Once you reach the line containing "Target: boulder" in the data below, restate each line word for word up to and including the one containing "rocky summit, one".

Data extracted from a collection:
※

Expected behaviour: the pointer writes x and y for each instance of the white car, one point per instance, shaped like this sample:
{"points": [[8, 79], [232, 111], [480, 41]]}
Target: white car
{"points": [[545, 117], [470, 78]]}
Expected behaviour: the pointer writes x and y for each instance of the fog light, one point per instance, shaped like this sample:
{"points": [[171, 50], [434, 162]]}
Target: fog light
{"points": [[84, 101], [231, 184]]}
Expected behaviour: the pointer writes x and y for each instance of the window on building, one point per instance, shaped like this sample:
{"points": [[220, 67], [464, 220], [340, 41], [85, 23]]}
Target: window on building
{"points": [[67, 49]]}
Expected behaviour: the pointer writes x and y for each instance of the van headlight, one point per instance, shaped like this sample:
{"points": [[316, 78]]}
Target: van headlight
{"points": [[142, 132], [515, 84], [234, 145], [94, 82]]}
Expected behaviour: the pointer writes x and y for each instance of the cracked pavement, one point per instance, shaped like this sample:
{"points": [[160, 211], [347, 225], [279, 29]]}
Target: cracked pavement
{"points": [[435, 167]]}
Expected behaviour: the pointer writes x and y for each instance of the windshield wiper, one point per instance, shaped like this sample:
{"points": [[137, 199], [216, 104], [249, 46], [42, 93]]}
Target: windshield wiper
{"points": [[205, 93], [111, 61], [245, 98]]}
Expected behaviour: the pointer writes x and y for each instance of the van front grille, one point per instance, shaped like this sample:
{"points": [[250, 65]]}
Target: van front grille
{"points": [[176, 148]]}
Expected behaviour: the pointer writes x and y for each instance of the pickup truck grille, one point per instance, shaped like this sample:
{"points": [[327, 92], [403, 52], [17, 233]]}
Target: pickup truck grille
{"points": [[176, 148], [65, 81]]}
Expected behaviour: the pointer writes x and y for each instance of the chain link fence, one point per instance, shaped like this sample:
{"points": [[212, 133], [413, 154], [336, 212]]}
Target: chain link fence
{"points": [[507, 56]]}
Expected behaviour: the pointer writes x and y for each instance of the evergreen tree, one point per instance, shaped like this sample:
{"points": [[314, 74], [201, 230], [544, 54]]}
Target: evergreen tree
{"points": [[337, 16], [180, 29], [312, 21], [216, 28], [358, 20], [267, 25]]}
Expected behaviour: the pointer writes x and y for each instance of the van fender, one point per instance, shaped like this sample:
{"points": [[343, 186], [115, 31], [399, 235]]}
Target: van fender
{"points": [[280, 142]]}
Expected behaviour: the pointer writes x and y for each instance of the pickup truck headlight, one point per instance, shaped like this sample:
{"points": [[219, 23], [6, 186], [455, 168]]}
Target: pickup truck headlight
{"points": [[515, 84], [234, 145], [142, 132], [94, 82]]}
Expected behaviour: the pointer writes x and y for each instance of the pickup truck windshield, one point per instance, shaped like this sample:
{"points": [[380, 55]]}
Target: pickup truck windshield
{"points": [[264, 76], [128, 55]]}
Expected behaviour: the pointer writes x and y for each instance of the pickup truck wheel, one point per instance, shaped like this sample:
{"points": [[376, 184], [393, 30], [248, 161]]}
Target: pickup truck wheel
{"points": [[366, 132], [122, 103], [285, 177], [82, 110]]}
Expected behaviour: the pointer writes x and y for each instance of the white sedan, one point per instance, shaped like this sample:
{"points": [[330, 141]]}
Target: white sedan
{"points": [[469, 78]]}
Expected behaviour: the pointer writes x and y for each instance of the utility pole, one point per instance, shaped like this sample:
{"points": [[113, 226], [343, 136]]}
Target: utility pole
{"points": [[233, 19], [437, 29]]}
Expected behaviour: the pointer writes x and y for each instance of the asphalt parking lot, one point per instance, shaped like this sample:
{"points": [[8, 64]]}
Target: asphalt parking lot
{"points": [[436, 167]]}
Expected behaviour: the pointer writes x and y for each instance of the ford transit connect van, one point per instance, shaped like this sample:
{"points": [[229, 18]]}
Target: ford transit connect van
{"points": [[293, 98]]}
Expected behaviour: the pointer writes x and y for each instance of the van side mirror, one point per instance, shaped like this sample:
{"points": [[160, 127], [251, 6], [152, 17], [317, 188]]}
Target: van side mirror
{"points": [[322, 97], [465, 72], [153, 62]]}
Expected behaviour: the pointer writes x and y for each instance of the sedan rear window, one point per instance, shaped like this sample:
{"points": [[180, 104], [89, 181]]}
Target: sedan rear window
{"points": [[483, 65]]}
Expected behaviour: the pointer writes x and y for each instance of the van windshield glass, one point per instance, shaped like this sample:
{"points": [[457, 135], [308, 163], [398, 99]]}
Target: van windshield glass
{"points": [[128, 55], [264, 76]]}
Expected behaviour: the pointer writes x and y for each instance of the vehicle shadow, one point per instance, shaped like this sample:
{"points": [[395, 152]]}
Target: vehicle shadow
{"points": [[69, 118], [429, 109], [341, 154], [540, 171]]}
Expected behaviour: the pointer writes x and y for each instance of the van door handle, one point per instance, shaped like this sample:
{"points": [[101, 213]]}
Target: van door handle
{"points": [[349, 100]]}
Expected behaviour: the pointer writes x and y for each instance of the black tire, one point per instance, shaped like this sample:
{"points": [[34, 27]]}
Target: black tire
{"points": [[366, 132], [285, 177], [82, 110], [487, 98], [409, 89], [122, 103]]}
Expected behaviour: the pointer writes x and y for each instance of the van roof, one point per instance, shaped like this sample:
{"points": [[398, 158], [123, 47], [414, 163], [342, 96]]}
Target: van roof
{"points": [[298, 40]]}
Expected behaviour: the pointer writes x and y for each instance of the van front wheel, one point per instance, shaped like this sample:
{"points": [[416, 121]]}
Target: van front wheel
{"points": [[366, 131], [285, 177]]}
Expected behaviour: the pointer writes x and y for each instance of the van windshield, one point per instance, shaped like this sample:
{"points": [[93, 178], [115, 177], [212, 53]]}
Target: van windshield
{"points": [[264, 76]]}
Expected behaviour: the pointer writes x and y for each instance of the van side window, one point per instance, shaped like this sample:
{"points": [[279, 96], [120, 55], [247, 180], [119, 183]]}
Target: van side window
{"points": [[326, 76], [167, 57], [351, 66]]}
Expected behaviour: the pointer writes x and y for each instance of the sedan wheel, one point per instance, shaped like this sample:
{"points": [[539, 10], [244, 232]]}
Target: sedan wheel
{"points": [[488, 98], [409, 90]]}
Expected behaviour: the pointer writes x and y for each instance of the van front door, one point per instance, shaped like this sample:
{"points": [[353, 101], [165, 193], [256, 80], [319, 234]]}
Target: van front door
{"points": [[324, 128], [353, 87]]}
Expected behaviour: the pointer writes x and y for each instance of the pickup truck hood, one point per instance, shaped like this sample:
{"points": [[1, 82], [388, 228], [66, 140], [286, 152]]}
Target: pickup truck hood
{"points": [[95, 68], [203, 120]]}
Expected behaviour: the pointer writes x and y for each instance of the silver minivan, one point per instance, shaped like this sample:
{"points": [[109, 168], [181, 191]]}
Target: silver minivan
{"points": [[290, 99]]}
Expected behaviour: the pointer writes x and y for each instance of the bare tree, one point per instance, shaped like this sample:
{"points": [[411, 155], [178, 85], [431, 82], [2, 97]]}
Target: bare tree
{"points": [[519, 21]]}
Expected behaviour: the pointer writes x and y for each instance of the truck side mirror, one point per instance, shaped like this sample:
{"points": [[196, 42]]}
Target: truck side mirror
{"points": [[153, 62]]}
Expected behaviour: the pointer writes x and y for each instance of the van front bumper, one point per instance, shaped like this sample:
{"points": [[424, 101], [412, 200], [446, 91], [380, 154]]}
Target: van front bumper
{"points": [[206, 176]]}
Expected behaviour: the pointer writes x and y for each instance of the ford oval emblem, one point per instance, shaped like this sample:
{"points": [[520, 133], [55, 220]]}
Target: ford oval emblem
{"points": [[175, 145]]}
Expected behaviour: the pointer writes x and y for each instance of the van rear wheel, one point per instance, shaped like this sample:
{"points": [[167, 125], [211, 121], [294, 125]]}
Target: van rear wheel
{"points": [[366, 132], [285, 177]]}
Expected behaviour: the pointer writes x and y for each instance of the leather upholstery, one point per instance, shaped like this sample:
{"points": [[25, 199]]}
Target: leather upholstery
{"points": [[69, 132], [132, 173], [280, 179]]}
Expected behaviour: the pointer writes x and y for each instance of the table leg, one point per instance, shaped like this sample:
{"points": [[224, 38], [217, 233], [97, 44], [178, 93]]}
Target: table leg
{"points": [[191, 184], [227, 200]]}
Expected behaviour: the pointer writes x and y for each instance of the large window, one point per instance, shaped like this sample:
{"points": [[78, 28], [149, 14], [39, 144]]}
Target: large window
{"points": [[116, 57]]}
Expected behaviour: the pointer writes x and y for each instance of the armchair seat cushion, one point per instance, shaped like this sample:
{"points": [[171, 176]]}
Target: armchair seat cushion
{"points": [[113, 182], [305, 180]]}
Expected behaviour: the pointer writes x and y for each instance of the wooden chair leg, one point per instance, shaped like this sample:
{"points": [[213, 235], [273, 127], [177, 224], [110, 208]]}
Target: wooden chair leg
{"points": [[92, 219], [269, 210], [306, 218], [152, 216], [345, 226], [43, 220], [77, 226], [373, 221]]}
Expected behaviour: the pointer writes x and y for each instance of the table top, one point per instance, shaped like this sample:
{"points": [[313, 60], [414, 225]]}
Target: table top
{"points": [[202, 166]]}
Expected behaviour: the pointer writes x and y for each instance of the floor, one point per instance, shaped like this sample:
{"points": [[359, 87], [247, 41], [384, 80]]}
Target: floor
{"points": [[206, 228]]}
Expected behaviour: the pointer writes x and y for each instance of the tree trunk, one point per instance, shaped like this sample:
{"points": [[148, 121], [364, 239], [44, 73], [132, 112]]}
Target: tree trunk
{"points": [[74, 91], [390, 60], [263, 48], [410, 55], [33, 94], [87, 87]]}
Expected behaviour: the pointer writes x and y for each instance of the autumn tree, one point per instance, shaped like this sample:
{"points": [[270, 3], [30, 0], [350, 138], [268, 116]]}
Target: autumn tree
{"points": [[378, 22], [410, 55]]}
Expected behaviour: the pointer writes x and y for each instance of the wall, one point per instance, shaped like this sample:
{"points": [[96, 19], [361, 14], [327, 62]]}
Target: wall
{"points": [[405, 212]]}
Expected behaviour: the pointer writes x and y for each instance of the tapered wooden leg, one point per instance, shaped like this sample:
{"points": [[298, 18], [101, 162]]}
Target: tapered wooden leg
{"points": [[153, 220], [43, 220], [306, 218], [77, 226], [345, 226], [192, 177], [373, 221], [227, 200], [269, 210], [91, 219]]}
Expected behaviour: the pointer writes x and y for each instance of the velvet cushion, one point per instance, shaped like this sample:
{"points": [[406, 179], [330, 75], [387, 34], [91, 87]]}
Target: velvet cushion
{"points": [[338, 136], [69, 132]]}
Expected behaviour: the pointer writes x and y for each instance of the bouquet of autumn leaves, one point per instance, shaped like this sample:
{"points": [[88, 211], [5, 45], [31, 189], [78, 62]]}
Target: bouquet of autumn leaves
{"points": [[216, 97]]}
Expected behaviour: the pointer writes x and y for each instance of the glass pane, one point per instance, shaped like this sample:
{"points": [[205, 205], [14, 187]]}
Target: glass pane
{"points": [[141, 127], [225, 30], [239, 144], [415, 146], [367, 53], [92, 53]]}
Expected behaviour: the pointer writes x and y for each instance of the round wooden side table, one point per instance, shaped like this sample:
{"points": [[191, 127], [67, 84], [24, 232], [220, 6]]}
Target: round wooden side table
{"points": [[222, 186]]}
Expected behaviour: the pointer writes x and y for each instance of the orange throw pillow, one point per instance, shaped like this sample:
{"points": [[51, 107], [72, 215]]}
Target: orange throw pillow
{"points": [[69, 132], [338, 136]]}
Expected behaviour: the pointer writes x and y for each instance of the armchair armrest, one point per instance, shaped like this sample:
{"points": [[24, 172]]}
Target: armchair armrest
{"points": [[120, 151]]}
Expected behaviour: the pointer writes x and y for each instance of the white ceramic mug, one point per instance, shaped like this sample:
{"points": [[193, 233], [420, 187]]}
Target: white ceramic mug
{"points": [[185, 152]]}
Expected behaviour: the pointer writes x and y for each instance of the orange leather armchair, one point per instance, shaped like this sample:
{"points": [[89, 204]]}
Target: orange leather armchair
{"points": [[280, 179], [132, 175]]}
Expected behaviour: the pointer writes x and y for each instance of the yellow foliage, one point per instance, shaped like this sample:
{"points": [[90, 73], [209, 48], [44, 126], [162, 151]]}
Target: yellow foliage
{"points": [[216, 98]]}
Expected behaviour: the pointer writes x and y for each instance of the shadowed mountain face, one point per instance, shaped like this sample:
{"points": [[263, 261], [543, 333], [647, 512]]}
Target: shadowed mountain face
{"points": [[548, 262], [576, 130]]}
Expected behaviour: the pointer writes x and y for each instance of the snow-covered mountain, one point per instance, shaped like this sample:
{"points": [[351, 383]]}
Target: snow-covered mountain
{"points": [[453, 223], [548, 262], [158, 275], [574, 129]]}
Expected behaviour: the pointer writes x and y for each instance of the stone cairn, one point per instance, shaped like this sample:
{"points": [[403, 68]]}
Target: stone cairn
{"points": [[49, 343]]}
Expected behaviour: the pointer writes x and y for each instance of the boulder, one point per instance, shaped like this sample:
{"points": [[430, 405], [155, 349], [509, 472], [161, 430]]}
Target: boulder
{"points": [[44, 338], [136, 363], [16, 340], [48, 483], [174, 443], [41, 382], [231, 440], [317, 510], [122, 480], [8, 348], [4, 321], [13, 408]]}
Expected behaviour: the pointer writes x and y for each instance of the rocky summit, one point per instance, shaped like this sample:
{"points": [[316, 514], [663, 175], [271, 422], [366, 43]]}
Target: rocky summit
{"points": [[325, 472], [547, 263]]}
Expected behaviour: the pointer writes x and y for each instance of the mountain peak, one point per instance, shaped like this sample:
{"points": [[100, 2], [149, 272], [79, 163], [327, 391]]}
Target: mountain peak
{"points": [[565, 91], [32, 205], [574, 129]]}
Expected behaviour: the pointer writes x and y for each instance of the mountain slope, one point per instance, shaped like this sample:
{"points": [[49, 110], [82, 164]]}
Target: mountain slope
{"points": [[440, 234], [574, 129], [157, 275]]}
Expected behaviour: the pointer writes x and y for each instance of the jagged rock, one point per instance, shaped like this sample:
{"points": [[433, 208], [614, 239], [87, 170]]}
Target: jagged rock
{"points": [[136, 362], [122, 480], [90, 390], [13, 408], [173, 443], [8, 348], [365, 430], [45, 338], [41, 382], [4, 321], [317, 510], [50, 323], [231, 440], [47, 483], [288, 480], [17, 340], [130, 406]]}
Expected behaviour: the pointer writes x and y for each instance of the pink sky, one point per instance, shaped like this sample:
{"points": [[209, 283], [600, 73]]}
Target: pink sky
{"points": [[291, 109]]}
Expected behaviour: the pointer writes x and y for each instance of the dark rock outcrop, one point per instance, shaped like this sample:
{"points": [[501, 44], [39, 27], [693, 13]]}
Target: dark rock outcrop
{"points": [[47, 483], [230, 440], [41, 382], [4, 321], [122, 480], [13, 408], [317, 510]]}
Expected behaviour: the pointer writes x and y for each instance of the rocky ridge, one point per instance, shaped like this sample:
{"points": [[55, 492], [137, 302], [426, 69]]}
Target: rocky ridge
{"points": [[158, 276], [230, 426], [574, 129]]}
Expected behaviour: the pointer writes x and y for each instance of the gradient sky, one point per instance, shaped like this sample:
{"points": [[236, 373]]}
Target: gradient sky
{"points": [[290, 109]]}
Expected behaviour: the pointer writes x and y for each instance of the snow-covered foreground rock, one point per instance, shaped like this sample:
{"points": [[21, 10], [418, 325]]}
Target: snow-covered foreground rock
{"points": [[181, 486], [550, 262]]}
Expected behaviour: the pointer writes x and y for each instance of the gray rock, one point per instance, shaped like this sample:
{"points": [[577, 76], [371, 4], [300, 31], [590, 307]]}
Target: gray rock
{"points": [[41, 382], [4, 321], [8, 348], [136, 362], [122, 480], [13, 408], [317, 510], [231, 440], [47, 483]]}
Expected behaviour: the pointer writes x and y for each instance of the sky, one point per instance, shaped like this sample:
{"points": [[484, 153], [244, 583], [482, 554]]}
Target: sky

※

## TASK RESULT
Target: boulder
{"points": [[44, 338], [136, 363], [16, 340], [48, 483], [174, 443], [41, 382], [231, 440], [317, 510], [122, 480], [8, 348], [4, 321], [13, 408]]}
Expected behaviour: the pointer writes x and y for each instance of the rocky summit, one point per instance, shaped like this sample:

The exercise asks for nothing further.